▸ Selected extract:
******

My Time At CUP: William Germano

 I still think that an editor at a major university press can have a more stimulating intellectual life than most faculty members have the luxury to develop.

William Germano


PROFESSOR OF ENGLISH LITERATURE, COOPER UNION
COLUMBIA UNIVERSITY PRESS, 1978–1986

  • ASSISTANT FOR THE DIRECTOR OF SOCIAL AND HEALTH AGENCIES, 1978–1979
  • REFERENCE EDITOR, 1980
  • EXECUTIVE EDITOR FOR HUMANITIES, 1981–1983
  • EDITOR IN CHIEF, 1983–1986

> In 1978 I started at the Press, working on the Directory of Social and Health Agencies of New York City, a complex and practically pre-computer project (enormous printouts in alternating green and white lines) that synthesized every social work service in the five boroughs: assistance with burial costs for Haitian New Yorkers; places where Orthodox women could get their wigs groomed; hotlines for substance-abuse, hygiene, and mental-health issues; and the social-services program for each New York hospital. I had been an undergrad at Columbia, but the Press was unknown to me before I joined, working on a couple of floors of what was then a Columbia residence hall.

My boss on the project was William James Smith, a sweet and eccentric man who carried in his shirt pocket a tiny slip of paper on which he recorded every expense he had had since dawn. On particularly wearying days, he’d send one of us on his team out for what he called a “treaty,” which was usually a box of Entenmann’s doughnuts. Then he’d meticulously record to the penny the cost and reposition the slip of paper.

Columbia was my first publishing job and the one where I honed a few skills and made plenty of mistakes. It was also the place where I learned one of the truths of work: if you interact with the public you’re a performer, and that gives you the right to make up a persona that fits what you have to do. When I started as an acquisitions editor, I picked up the phone and spoke to people— including the starriest of scholars—at Columbia, Berkeley, Yale, UCLA, Harvard—people I’d never have encountered in a regular up-the-ladder academic job. I still think that an editor at a major university press can have a more stimulating intellectual life than most faculty members have the luxury to develop.

In Mr. Smith’s office there was a reproduction French poster featuring a racing car or cigarettes or maybe a racing car advertising cigarettes. The text read “Hors concours.” I didn’t know the phrase, which he explained meant something like “exceptional—not in competition because it’s clearly in a class of its own.”

Books are something like that. Prizes are nice enough, but there’s a way in which awards are stupid things, too. Every book worth publishing really is hors concours. Non?

Congratulations and warm birthday wishes to the Press. You make 125 look good.

******

▸ Recorded data:

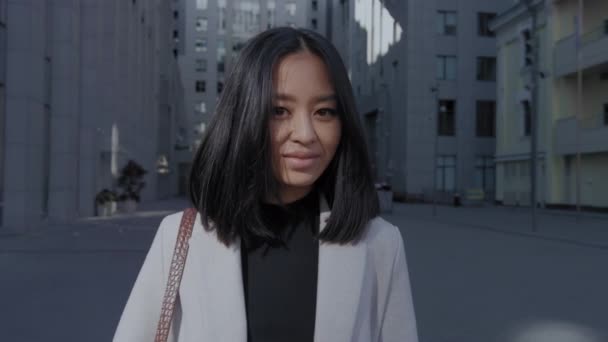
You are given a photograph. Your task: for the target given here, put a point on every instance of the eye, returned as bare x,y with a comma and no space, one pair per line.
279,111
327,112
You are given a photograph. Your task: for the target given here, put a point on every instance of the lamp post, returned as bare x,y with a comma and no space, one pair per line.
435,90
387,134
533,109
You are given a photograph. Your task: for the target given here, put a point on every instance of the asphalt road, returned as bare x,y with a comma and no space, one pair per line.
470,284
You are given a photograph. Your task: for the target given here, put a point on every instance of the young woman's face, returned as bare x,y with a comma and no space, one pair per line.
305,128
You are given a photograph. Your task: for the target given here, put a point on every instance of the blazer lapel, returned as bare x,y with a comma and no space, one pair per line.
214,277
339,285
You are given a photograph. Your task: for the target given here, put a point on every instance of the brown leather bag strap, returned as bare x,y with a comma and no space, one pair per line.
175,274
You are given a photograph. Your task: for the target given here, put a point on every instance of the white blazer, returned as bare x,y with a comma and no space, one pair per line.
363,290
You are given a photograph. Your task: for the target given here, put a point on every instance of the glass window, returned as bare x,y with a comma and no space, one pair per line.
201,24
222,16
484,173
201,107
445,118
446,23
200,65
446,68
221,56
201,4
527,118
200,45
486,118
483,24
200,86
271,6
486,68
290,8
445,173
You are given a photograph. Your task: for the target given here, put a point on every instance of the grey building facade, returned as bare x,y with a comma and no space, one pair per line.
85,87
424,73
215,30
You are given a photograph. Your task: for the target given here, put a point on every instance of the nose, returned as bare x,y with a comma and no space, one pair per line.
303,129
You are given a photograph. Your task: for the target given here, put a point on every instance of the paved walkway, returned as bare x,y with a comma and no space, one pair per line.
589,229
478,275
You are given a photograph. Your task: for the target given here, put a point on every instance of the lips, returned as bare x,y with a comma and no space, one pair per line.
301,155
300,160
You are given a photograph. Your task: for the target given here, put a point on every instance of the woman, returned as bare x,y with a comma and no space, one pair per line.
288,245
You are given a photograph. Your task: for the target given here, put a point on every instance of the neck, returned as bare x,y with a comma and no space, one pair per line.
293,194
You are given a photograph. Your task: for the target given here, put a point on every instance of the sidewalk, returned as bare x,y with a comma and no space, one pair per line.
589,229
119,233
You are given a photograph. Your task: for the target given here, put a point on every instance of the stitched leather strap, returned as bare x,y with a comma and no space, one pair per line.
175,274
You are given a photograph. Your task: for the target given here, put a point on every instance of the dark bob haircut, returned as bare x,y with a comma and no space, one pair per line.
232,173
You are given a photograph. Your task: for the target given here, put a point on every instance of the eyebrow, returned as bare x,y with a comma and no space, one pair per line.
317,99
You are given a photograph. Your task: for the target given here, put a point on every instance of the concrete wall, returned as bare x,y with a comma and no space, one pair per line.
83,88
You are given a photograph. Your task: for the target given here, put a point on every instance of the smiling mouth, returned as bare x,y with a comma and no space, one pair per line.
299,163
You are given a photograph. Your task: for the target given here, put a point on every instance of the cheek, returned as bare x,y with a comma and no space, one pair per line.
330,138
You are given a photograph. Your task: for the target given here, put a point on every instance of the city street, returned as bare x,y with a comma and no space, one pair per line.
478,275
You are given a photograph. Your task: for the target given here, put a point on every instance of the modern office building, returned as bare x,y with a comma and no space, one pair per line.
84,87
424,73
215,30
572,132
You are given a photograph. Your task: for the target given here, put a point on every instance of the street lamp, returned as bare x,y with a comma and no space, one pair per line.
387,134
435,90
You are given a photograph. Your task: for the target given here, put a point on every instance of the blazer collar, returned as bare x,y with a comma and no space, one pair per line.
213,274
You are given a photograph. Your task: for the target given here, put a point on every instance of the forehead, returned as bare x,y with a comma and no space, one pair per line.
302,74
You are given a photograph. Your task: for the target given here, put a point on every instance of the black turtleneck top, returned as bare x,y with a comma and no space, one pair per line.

******

In the Columbia University Press reminiscence above, what name did William James Smith give to the treat, usually a box of Entenmann's doughnuts, that he sent a team member out for on wearying days? Please answer in a few words.

▸ Exercise answer: He called it a "treaty."